■ **PAGE TEXT**
════════
Atlantic Steam Navigation Co Ltd
- House flag
- Industry: Transportation
- Founded: 1934
- Founder: Frank Bustard
- Defunct: 1971
- Successor: European Ferries
- Number of locations: Tilbury, Preston & Lowestoft
- Area served: North Sea & Irish Sea
- Services: Roll-on Roll-off ferries

= Atlantic Steam Navigation Company =

The Atlantic Steam Navigation Company was founded in 1934 with the original object of providing a no-frills transatlantic passenger service. A combination of difficult economic conditions and then World War II frustrated these early ambitions.

In 1946 the opportunity was taken to lease war-surplus LSTs from the Admiralty and start the world's first roll-on roll-off ferry service. Starting with military charters returning materiel from Europe to England the company progressed to providing commercial services across the Irish Sea and then across the North Sea. In 1971 the company was acquired by European Ferries.

==History==

===Genesis of the company===
The company was founded in 1934 by Frank Bustard, the Passenger Traffic Manager for the White Star Line when the latter was merged with the Cunard Line the same year. The original idea was to set up a low cost line providing cheap passages between Europe and the United States. He first attempted to purchase a number of surplus vessels from the Red Star Line but was unsuccessful. He then approached Vickers Armstrong with designs for two new ships. However the government of the day was not keen on a new company operating on the North Atlantic in competition with Cunard White Star and Bustard was not able to raise a loan from the Bank of England to finance construction. The onset of World War II saw Bustard called up to the Army Reserve and his plans went into abeyance. During the war he was present at trials of landing craft loading and unloading vehicles on the sands of New Brighton.
════════
■ **AIM OF THE EXERCISE**
Copy out the entire Atlantic Steam Navigation Company text word for word. The records that come next are separate material and are not related to the company history.

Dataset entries
════════
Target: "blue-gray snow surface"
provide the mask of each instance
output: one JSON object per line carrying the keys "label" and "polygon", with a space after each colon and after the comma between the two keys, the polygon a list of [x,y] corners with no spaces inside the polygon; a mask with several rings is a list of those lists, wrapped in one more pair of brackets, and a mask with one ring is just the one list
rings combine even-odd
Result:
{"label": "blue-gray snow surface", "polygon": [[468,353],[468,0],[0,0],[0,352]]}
════════
■ **WRITTEN SOLUTION**
Atlantic Steam Navigation Co Ltd
- House flag
- Industry: Transportation
- Founded: 1934
- Founder: Frank Bustard
- Defunct: 1971
- Successor: European Ferries
- Number of locations: Tilbury, Preston & Lowestoft
- Area served: North Sea & Irish Sea
- Services: Roll-on Roll-off ferries

= Atlantic Steam Navigation Company =

The Atlantic Steam Navigation Company was founded in 1934 with the original object of providing a no-frills transatlantic passenger service. A combination of difficult economic conditions and then World War II frustrated these early ambitions.

In 1946 the opportunity was taken to lease war-surplus LSTs from the Admiralty and start the world's first roll-on roll-off ferry service. Starting with military charters returning materiel from Europe to England the company progressed to providing commercial services across the Irish Sea and then across the North Sea. In 1971 the company was acquired by European Ferries.

==History==

===Genesis of the company===
The company was founded in 1934 by Frank Bustard, the Passenger Traffic Manager for the White Star Line when the latter was merged with the Cunard Line the same year. The original idea was to set up a low cost line providing cheap passages between Europe and the United States. He first attempted to purchase a number of surplus vessels from the Red Star Line but was unsuccessful. He then approached Vickers Armstrong with designs for two new ships. However the government of the day was not keen on a new company operating on the North Atlantic in competition with Cunard White Star and Bustard was not able to raise a loan from the Bank of England to finance construction. The onset of World War II saw Bustard called up to the Army Reserve and his plans went into abeyance. During the war he was present at trials of landing craft loading and unloading vehicles on the sands of New Brighton.